§ **Work to do**: Take the material below and write it all out again exactly.

§ **Data**:
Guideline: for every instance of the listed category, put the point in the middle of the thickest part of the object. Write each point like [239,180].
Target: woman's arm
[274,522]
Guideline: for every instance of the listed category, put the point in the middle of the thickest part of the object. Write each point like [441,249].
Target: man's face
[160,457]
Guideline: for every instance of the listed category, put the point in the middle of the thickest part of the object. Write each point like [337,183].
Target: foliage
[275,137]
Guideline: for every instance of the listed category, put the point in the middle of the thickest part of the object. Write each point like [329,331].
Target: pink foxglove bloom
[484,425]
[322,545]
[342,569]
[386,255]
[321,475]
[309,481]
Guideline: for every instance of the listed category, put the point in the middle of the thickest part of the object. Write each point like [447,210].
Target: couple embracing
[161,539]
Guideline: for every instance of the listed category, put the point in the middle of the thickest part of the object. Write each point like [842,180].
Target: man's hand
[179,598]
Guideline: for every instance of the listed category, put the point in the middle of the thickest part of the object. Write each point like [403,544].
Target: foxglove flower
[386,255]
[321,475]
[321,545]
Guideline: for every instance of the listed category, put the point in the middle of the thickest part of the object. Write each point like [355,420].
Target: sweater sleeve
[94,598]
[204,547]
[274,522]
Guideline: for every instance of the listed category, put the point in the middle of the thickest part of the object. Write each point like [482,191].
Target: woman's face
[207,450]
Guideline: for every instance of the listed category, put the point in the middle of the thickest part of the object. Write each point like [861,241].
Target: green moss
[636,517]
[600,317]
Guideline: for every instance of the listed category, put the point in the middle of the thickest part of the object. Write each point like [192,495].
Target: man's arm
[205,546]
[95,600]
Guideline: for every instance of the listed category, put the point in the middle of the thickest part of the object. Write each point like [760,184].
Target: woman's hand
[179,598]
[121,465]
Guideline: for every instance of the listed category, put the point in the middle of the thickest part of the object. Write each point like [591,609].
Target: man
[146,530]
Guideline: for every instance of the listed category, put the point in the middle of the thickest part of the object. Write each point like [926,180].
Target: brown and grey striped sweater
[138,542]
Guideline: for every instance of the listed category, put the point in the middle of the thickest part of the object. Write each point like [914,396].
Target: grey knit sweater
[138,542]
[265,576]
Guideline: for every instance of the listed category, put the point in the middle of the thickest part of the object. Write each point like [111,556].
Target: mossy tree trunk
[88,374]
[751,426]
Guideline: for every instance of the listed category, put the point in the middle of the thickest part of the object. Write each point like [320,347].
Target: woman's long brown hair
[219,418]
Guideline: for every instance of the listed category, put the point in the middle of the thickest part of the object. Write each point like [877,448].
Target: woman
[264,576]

§ **Solved problem**:
Guideline: for every instance of the listed category, put the point in the middle of the thickest part of the object. Write each point like [239,180].
Target: woman's arm
[274,522]
Guideline: for every instance of the listed category, put the point in the middle of the thickest part of the object. Write each point like [441,249].
Target: man's face
[160,457]
Guideline: for every instance of the listed category, put the point in the middle of the thickest part of the object. Write each point like [337,183].
Target: foliage
[275,137]
Guideline: for every instance of the listed category, put the point in the middle of the thickest part of the object. Write each point like [329,331].
Target: pink foxglove bloom
[484,425]
[322,545]
[342,569]
[386,255]
[321,475]
[309,481]
Guideline: for every instance of the listed category, put the point in the middle of the thickest part of the object. Write each point like [447,210].
Target: couple embracing
[161,539]
Guideline: for every instance of the listed category, put the point in the middle of the thickest part of the object. Write each point like [842,180].
Target: man's hand
[179,598]
Guideline: for every instance of the listed category, put the point in the middle of the thickest part of the object. Write each point like [403,544].
Target: foxglove flower
[386,255]
[321,475]
[321,545]
Guideline: for every instance of the listed category, put the point in the middle of the thickest part of the object. Write each point like [355,420].
Target: sweater sleeve
[94,598]
[204,547]
[274,522]
Guideline: for every instance of the listed category, put the point in the middle of the thickest part of the object. Write each point like [482,191].
Target: woman's face
[207,450]
Guideline: for every instance of the listed category, put the point in the middle of the thickest part of the object. Write each point like [861,241].
Target: green moss
[636,517]
[600,317]
Guideline: for every instance of the listed category, put the point in the middle of the thickest part of the object. Write each point like [192,495].
Target: man's arm
[205,546]
[95,600]
Guideline: for every instance of the listed category, put the point in the middle of the thickest part of the object. Write each point like [760,184].
Target: woman's hand
[179,598]
[121,465]
Guideline: for every instance of the listed category, put the point in the middle of the thickest part of the object. Write each point like [591,609].
Target: man
[146,530]
Guideline: for every instance of the listed category, put the point in the middle of the thickest part of the object. Write each point like [926,180].
Target: brown and grey striped sweater
[138,542]
Guideline: for every instance of the listed category, put the point in the middle of the thickest part of the object. Write each point like [914,396].
Target: grey knit sweater
[138,542]
[265,576]
Guideline: for every instance of the listed category, put the point in the middle of the thickest part of the object. Write each point like [111,556].
Target: mossy tree trunk
[88,374]
[751,426]
Guideline: for every instance of the listed category, put the point in the middle of the thickest part of the object. Write each point like [320,347].
Target: woman's long brown hair
[219,418]
Guideline: for every instance of the listed category, put the point in the middle of the thickest part of the object. Write each point like [877,448].
Target: woman
[264,576]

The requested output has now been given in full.